** Aim **
Replace "pin" with "marker" throughout the lines below, and reproduce them with nothing else altered.

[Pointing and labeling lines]
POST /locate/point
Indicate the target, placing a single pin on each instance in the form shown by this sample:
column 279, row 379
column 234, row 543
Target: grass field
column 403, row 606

** Final result **
POST /locate/point
Indicate the target, placing a single marker on each instance in the form shown by this sample:
column 279, row 379
column 234, row 543
Target: grass field
column 403, row 606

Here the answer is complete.